INSTRUCTIONS FOR THE TASK: Print the range of lines that opens with the line containing "mark: the belt buckle" and closes with the last line of the listing. Include both ends; print nothing more.

Point annotation records:
○ ○ ○ ○ ○

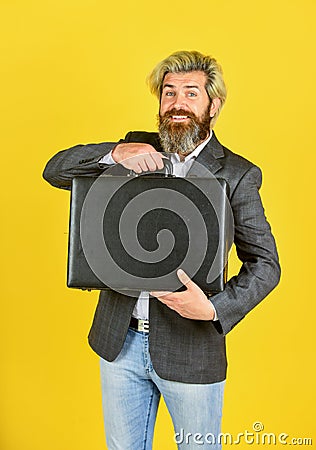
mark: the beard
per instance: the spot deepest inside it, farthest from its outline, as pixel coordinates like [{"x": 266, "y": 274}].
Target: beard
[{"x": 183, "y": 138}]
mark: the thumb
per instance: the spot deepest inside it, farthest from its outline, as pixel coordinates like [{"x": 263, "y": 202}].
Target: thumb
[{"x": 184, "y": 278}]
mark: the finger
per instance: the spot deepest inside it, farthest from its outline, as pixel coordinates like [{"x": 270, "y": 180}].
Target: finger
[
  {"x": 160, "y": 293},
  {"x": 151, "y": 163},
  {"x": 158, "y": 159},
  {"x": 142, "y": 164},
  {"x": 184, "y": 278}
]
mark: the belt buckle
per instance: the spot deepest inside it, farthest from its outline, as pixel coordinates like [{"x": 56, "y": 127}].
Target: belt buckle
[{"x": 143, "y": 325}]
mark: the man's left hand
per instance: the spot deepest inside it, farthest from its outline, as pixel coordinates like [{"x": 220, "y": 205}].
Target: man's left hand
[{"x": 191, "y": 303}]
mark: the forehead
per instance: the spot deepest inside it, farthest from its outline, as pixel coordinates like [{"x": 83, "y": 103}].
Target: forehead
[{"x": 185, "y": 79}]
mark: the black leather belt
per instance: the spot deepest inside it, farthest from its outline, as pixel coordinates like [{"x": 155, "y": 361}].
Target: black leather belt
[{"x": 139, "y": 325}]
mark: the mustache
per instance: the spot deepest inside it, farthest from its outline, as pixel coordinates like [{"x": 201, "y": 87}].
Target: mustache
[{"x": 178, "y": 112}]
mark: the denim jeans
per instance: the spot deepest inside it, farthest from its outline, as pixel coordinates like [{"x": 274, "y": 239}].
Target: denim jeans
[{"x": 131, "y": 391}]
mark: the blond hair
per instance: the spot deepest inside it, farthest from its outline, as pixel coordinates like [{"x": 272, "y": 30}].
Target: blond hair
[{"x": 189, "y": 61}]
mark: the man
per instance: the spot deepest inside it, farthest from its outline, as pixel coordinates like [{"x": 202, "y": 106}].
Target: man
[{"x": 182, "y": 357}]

○ ○ ○ ○ ○

EXPECTED OUTPUT:
mark: the belt buckle
per instance: the spot deepest inside it, farthest from its outline, as pixel coordinates like [{"x": 56, "y": 127}].
Target: belt buckle
[{"x": 143, "y": 325}]
mark: the man's left hand
per instance: the spot deepest inside it, farthest from its outline, as pixel coordinates like [{"x": 220, "y": 205}].
Target: man's left hand
[{"x": 191, "y": 303}]
mark: the forehead
per instance: the spot deepest inside it, farthest from its outline, as pixel coordinates like [{"x": 83, "y": 103}].
Target: forehead
[{"x": 185, "y": 79}]
mark: the black leather belt
per instance: the spot deepest inside it, farthest from its outline, as pixel coordinates like [{"x": 155, "y": 361}].
Target: black leather belt
[{"x": 139, "y": 325}]
mark: the mustache
per instance: the spot deepest inside it, farthest from its outline, as pixel coordinates like [{"x": 201, "y": 87}].
Target: mustache
[{"x": 178, "y": 112}]
mark: the denim jeans
per instance: the spot deepest inside it, farthest from its outline, as pixel coordinates like [{"x": 274, "y": 239}].
Target: denim jeans
[{"x": 131, "y": 391}]
mark: the blond hair
per instance: the spot deepest inside it, farthest from its outline, as pixel coordinates like [{"x": 272, "y": 30}].
Target: blond hair
[{"x": 189, "y": 61}]
mark: the man
per instance: the spot deepest inside it, farthest from its outline, as pixel coordinates like [{"x": 202, "y": 106}].
Target: man
[{"x": 182, "y": 357}]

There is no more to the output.